> [Written task] Starting at the line that contains "Q: Tag one point on each instance of the chocolate" and continuing through the final line, swap "instance" for "occurrence" wherever it appears. Return only those lines, with everything else left as is.
>> BEGIN Exercise materials
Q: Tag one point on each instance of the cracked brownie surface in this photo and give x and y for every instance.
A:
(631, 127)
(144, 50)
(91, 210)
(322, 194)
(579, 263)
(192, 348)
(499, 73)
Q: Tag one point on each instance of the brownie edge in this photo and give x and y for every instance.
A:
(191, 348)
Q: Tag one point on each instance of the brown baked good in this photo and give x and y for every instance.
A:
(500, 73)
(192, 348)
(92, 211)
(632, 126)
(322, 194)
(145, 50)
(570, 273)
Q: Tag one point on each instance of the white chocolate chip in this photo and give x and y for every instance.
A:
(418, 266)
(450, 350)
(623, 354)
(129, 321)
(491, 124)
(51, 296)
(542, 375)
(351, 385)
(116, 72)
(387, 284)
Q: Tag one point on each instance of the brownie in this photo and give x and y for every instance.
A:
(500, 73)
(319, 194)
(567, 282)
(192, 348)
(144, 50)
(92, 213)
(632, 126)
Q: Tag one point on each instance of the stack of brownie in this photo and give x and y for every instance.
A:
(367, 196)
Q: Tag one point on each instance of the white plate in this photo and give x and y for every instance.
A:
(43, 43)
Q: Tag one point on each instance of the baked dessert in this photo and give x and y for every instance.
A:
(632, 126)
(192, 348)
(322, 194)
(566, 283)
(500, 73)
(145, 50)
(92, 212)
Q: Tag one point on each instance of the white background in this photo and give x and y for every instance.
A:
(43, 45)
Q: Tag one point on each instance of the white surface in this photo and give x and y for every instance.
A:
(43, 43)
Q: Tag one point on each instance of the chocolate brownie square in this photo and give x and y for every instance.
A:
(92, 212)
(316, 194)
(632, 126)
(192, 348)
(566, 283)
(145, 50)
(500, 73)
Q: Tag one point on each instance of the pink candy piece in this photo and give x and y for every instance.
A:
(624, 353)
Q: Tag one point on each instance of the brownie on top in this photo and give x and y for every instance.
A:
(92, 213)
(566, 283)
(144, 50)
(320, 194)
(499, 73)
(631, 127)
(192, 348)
>> END Exercise materials
> [Output]
Q: Tag one point on each occurrence of the chocolate brownie square in this photo and give x and y for every occurrence.
A:
(92, 212)
(316, 194)
(632, 126)
(192, 348)
(566, 283)
(145, 50)
(500, 73)
Q: Tag one point on each occurrence of the pink candy piece in this photo and give x and y for every occurrence.
A:
(624, 353)
Q: Tag one point on each occurrence of the brownie on top in this photo and give x and y for every occurrence.
A:
(92, 213)
(566, 283)
(144, 50)
(320, 194)
(499, 73)
(631, 127)
(192, 348)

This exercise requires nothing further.